REQUIRED WORK:
Retype, exactly and only, each line from the one containing "On the screen shown above, can you pinpoint the person standing" to the end of the records below.

LISTED ENTRIES:
========================================================================
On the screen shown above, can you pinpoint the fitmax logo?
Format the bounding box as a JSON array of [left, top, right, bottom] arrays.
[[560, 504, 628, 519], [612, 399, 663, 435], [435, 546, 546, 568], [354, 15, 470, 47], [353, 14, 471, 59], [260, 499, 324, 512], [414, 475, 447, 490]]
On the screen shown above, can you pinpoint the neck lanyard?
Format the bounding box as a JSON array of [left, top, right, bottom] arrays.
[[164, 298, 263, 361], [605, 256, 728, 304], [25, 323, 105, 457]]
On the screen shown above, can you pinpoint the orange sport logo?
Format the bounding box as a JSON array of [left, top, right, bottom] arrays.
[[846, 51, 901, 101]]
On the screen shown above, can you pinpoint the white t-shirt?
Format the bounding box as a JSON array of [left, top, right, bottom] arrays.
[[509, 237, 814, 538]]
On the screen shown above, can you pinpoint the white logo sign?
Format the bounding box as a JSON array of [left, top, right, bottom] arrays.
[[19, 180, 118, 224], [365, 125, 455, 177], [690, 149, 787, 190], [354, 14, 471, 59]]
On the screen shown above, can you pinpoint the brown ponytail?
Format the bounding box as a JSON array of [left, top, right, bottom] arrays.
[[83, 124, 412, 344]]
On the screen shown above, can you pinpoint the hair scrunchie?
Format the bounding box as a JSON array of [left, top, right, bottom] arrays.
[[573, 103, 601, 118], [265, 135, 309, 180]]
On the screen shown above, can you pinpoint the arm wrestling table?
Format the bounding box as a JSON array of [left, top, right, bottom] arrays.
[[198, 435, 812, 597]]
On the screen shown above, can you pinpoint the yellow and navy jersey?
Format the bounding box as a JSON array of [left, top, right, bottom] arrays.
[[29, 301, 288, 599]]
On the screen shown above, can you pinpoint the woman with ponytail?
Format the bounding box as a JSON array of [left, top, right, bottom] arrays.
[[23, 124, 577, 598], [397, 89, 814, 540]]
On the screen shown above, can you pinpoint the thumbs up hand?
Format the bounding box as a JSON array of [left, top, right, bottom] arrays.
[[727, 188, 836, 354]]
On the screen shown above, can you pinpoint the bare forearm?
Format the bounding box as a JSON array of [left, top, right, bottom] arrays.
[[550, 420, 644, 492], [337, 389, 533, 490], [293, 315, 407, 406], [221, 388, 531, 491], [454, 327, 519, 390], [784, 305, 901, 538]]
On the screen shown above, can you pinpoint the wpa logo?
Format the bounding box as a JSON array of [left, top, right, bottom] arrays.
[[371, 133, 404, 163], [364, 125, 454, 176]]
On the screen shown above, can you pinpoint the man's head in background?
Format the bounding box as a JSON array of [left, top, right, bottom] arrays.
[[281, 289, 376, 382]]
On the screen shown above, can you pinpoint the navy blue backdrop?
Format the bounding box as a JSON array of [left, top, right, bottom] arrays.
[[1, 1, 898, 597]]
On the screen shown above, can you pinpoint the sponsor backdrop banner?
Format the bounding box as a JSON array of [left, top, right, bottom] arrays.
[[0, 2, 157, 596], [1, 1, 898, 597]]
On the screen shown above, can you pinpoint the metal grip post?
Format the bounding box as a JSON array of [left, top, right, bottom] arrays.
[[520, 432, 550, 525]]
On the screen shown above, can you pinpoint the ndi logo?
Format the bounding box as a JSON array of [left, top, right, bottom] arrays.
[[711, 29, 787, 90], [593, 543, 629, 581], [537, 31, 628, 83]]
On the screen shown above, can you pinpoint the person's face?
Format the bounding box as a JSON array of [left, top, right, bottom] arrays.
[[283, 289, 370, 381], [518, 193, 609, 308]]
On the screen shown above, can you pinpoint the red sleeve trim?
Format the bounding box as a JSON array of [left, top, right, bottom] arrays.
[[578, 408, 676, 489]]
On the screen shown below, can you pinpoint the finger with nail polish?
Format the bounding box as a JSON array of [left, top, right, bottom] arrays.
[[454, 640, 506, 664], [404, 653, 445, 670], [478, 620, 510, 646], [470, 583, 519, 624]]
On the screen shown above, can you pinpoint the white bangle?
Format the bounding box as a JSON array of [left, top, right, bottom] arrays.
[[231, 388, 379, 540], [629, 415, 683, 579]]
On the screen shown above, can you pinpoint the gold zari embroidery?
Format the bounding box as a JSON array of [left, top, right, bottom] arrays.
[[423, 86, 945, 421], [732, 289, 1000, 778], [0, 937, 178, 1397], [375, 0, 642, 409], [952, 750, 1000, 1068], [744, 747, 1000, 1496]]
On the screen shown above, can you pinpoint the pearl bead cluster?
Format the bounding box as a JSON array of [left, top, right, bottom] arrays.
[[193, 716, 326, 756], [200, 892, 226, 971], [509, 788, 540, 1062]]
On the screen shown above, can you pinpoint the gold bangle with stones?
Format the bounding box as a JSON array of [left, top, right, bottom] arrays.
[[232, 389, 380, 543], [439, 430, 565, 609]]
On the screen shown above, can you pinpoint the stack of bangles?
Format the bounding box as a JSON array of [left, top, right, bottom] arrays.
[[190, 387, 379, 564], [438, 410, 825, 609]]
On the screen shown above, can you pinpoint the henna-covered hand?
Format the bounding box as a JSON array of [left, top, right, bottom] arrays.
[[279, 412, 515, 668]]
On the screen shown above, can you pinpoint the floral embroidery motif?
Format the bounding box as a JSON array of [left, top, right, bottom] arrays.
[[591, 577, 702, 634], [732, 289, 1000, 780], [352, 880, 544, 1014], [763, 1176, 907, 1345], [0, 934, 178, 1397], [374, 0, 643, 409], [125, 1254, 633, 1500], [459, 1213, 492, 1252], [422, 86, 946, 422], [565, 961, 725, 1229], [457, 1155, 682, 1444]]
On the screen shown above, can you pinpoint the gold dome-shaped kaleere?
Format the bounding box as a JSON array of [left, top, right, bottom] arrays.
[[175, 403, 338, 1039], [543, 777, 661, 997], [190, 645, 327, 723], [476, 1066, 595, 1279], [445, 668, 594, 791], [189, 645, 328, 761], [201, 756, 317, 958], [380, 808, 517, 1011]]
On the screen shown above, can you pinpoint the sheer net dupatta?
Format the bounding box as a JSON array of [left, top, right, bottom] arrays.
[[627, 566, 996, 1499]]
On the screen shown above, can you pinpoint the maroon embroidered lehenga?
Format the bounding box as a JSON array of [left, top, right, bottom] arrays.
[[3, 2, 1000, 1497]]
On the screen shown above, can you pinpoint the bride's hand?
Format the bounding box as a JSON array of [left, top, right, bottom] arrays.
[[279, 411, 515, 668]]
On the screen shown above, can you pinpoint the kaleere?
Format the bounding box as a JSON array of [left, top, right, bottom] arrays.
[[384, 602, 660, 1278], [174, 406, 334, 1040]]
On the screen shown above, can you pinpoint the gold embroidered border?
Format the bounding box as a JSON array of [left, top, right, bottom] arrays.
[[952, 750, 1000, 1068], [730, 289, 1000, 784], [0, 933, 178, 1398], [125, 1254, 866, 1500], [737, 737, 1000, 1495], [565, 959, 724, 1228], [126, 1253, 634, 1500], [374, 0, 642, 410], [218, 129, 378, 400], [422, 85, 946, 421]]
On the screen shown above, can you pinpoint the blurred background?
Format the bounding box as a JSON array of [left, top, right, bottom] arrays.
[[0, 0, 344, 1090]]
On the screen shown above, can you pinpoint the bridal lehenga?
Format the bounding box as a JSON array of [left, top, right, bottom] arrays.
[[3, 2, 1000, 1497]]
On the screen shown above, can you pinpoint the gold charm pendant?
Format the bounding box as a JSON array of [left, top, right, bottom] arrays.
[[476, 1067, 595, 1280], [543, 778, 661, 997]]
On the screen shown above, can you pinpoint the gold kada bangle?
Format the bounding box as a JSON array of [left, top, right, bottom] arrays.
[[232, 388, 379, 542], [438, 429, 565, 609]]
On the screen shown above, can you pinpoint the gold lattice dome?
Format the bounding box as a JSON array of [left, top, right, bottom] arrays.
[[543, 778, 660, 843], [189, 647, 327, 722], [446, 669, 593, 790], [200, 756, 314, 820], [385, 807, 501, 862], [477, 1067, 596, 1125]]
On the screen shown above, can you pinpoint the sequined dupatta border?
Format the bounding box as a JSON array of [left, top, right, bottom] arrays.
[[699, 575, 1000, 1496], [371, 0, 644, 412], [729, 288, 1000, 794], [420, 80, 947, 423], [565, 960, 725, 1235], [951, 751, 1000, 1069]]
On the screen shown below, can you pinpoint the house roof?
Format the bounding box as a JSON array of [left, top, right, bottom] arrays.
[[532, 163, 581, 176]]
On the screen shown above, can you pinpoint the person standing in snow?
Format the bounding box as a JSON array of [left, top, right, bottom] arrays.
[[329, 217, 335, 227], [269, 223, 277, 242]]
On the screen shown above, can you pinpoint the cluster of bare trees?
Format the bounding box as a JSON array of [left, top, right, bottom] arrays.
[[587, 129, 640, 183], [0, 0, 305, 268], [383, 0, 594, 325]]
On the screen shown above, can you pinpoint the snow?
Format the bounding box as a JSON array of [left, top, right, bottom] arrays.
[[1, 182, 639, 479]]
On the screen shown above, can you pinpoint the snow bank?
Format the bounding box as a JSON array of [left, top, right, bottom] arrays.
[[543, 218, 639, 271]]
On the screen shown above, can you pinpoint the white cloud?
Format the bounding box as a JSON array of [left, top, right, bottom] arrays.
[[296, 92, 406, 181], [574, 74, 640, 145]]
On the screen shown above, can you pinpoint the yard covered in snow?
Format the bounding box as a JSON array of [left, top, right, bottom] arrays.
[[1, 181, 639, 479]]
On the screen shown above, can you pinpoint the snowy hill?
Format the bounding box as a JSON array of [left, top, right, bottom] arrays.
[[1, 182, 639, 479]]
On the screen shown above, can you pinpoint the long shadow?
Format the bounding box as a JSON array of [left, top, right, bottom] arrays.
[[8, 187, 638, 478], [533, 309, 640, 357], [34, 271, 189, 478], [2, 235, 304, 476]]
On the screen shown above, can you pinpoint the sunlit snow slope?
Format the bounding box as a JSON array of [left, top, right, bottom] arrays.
========================================================================
TASK RESULT:
On the screen shown above, can you pinpoint the person standing in snow?
Format the bounding box as a JSON array of [left, top, right, bottom] arrays.
[[329, 217, 335, 227], [269, 223, 277, 242]]
On the screen shown above, can you pinpoint the cluster of bare trees?
Format the bounding box as a JSON array of [left, top, right, bottom] arrays.
[[587, 129, 640, 183], [0, 0, 305, 268], [383, 0, 594, 325]]
On the screen shown above, can you pinpoint the snow?
Format the bounding box as a JSON array of [left, top, right, bottom] arrays.
[[1, 182, 639, 479]]
On the screen shown above, can you pinpoint the snow bank?
Format the bounding box as a JSON array of [left, top, right, bottom] arrays.
[[543, 218, 639, 271]]
On the screen shown above, can you pinpoint the white cloud?
Format the bounding box as a JSON array of [left, top, right, bottom] arrays.
[[296, 92, 406, 181], [574, 74, 640, 145]]
On the screen shown above, can you pinpoint the yard covered in snow?
Format the bounding box as a JSON array of [left, top, right, bottom] arrays.
[[1, 181, 639, 479]]
On the screen shown above, can you pinpoint the snowy hill?
Format the bounding box as a JSON array of [left, top, right, bottom] arrays.
[[1, 182, 639, 479]]
On the screen shown above, can you pinpoint the long shadow?
Format the bounding box as a JSON array of [left, top, right, bottom] arrays.
[[8, 187, 638, 478], [533, 309, 640, 357], [34, 271, 189, 478], [2, 235, 304, 476]]
On the screen shown above, can you pinpoint the sunlit snow slope?
Format the bounding box as a JSON array of [left, top, right, bottom] arrays.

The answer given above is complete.